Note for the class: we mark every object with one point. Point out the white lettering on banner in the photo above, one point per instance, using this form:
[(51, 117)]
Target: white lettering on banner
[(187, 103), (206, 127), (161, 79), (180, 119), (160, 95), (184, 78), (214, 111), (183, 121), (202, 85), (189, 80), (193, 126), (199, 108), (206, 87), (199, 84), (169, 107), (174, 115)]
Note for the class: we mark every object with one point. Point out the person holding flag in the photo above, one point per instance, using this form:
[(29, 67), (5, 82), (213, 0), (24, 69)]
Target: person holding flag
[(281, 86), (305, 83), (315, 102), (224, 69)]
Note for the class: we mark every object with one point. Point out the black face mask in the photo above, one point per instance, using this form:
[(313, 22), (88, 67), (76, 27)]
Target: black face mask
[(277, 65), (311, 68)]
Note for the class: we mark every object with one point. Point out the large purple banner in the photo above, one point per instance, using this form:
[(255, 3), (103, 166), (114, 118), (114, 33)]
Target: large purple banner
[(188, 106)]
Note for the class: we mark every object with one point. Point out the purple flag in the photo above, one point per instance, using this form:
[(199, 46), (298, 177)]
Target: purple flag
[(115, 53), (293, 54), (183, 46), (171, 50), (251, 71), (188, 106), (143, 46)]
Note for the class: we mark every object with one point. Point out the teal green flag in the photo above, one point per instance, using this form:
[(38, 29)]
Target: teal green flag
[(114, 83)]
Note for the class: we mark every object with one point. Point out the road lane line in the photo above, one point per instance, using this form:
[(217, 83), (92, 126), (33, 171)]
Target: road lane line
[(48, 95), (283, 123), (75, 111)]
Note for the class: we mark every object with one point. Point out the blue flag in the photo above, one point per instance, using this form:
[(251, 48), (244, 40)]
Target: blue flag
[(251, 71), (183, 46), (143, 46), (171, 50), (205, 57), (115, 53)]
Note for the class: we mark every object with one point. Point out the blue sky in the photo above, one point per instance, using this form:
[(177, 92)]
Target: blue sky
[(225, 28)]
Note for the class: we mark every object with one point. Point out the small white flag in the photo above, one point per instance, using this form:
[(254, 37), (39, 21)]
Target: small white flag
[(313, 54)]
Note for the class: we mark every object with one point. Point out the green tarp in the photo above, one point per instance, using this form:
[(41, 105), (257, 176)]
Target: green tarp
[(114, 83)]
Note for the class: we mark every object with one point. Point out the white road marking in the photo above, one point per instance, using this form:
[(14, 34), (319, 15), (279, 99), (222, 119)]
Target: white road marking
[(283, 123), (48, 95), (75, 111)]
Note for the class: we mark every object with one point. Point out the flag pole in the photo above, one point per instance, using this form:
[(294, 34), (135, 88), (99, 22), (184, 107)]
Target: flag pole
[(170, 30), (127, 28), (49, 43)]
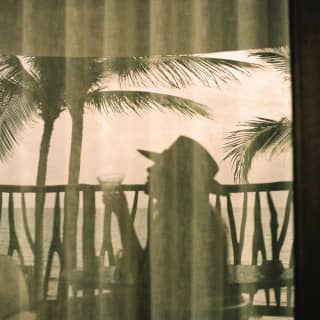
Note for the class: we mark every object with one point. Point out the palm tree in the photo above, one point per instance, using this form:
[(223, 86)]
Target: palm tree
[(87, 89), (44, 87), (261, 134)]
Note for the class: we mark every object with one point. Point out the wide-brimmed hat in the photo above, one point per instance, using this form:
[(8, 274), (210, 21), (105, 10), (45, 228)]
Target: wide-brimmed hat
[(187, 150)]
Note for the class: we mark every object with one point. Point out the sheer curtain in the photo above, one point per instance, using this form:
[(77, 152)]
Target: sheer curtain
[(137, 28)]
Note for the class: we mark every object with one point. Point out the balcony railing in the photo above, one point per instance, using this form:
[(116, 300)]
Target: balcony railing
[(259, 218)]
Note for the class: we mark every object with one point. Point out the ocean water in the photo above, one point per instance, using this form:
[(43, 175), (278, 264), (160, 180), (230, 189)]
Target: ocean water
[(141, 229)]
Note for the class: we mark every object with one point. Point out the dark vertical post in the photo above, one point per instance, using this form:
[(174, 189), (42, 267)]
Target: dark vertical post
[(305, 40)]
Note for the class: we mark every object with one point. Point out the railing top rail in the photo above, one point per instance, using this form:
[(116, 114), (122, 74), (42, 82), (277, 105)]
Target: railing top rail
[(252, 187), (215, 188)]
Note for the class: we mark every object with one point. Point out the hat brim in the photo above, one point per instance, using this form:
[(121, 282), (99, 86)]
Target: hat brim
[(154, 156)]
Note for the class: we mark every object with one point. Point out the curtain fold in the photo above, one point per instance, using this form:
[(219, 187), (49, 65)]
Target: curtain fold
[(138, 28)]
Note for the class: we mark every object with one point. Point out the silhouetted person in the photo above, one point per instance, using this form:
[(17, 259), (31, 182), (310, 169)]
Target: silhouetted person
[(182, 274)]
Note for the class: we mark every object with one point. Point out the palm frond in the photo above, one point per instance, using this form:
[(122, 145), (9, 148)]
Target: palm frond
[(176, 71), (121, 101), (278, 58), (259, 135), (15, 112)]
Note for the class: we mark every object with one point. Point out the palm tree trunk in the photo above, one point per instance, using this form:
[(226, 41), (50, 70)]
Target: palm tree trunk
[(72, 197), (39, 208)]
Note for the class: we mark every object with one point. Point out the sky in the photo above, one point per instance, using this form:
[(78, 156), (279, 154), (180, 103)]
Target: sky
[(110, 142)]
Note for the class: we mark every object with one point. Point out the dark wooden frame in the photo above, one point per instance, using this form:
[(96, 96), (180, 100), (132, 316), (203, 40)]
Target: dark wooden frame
#####
> **Work item**
Exact copy, no pictures: please print the data above once more.

> **Solved exercise**
Note for the class: we mark every object with one point. Point out the white lettering on banner in the photo above, one point per instance, using this form:
[(51, 117)]
Target: white lettering on banner
[(187, 103), (206, 127), (161, 79), (180, 119), (160, 95), (184, 78), (214, 111), (183, 121), (202, 85), (189, 80), (193, 126), (199, 108), (206, 87), (199, 84), (169, 107), (174, 115)]
Note for the class: we mark every object with one point. Point out the person holding flag in the photo above, one point per instance, using this form:
[(29, 67), (5, 82), (213, 0), (24, 69)]
Target: person holding flag
[(281, 86), (305, 83), (315, 102), (224, 69)]
Note for the class: we mark every object with one point. Point out the black face mask in the photo above, one point per instance, using this form:
[(313, 22), (88, 67), (76, 27)]
Target: black face mask
[(277, 65), (311, 68)]
Note for the class: we mark every object with one point. Point out the large purple banner in the photo above, one point per instance, using this form:
[(255, 3), (103, 166), (114, 118), (114, 33)]
Target: large purple banner
[(188, 106)]
Note for the class: we mark every object with one point. Point out the purple flag in the photo above, one point per instance, using this form:
[(199, 46), (298, 177)]
Target: purple flag
[(115, 53), (293, 54), (183, 46), (171, 50), (251, 71), (188, 106), (143, 46)]
Note for the class: we mark every object with one point. Point out the teal green flag in the photo above, one point per instance, using this form:
[(38, 29)]
Target: teal green flag
[(114, 83)]
Note for the class: we mark every object with one point. Point out the road lane line in the photo above, one point per instance, using this form:
[(217, 83), (92, 126), (33, 171)]
Target: road lane line
[(48, 95), (283, 123), (75, 111)]
Note for the class: we mark every object with one point. Point out the blue flag in the photo above, one point per instance, using this form:
[(251, 48), (244, 40)]
Target: blue flag
[(251, 71), (183, 46), (143, 46), (171, 50), (205, 57), (115, 53)]
Note for the class: we mark every object with one point. Point out the blue sky in the photo above, one point per instance, using this form:
[(177, 92)]
Target: blue sky
[(225, 28)]
Note for the class: we mark every object with one point. Point out the small white flag in the photo above, one point per instance, using this form:
[(254, 37), (39, 21)]
Target: small white flag
[(313, 54)]
Note for the class: we mark every object with one point. Point out the green tarp in the photo above, one point per instance, using this form:
[(41, 105), (257, 176)]
Target: green tarp
[(114, 83)]
Note for the class: we mark every object with one point. Point out the white road marking in the photo above, one point per instance, using this form:
[(14, 34), (319, 15), (279, 99), (222, 119)]
Target: white road marking
[(283, 123), (48, 95), (75, 111)]
Note for the class: we mark every object with one point. Point out the flag pole in the photo above, one point per instance, using this form:
[(294, 34), (135, 88), (99, 22), (184, 107)]
Target: flag pole
[(170, 30), (127, 28), (49, 43)]
Note for the class: we mark every object with one point. Point out the palm tree in the photo above, one point per instance, using this form:
[(223, 86)]
Target: palm tree
[(87, 89), (44, 87), (261, 134)]
Note for the class: we mark every object with one point. Point out the wide-brimmed hat in the photo above, one point per instance, using this form:
[(8, 274), (210, 21), (105, 10), (45, 228)]
Target: wide-brimmed hat
[(187, 150)]
Note for the class: we mark every object with one point. Point out the sheer curtain in the photo above, one point per instance, using this form:
[(77, 152)]
Target: sheer curtain
[(137, 28)]
Note for the class: we mark every object with one point. Point out the balcony railing in the photo above, one point per instance, using this form:
[(116, 300)]
Target: balcony railing
[(259, 218)]
Note for the class: we mark every object with one point. Point out the ocean water in the photo above, one point per instance, using this form:
[(43, 175), (278, 264), (160, 180), (230, 189)]
Target: ocean water
[(141, 229)]
Note for the class: we mark every object with one point. Point out the dark vertical post in the photo above, one point per instance, using this form:
[(174, 189), (42, 267)]
Target: dark vertical post
[(305, 40)]
Note for the class: we mark every object with one point. Point out the railing top rail in the photo above, one point per instance, using this form:
[(116, 114), (122, 74), (42, 82), (277, 105)]
Target: railing top rail
[(252, 187), (215, 188)]
Note for the class: we mark every object with one point. Point out the hat brim in the photo above, one point per instance, using this form:
[(121, 282), (99, 86)]
Target: hat brim
[(154, 156)]
Note for the class: we mark every object with one point. Point out the curtain fold in the photo above, one point per instance, using this form:
[(219, 187), (49, 65)]
Target: curtain fold
[(138, 28)]
Note for the class: we mark every object with one point. Point out the silhouetted person in the photo above, one point per instance, using this form:
[(17, 259), (31, 182), (310, 169)]
Target: silhouetted person
[(182, 274)]
Note for the class: we mark every object with one point. Point out the palm frond in the photo above, one point per instance, using this form:
[(122, 145), (9, 148)]
Target: palm frond
[(176, 71), (121, 101), (278, 58), (259, 135), (15, 112)]
Note for the class: we mark every object with one point. Point out the palm tree trunk in the photo above, one point per instance, using this form:
[(226, 41), (50, 70)]
Target: palm tree trunk
[(72, 197), (39, 208)]
Note for the class: we mark every object with one point. Point out the sky in the photo above, one point per instance, using this form:
[(78, 156), (279, 154), (180, 103)]
Target: sky
[(110, 142)]
Note for the class: we mark every object with one point. Point out the dark wooden frame in the photo above, one point per instance, using this form:
[(96, 96), (180, 100), (132, 316), (203, 40)]
Target: dark wooden frame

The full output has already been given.